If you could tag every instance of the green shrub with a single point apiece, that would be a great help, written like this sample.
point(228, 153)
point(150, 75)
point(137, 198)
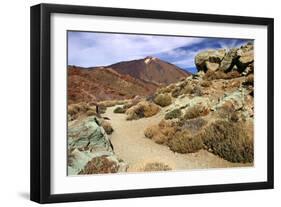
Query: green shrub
point(163, 100)
point(142, 109)
point(195, 111)
point(192, 125)
point(176, 92)
point(229, 140)
point(156, 166)
point(184, 142)
point(100, 165)
point(176, 113)
point(206, 83)
point(119, 110)
point(107, 127)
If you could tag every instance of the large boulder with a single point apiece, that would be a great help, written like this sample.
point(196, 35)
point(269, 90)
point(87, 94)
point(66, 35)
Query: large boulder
point(209, 57)
point(141, 110)
point(87, 141)
point(229, 60)
point(246, 56)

════

• **Brief**: Within the entries above, report how many lines include "like", and keep the answer to the number.

• **Solution for this exercise**: 2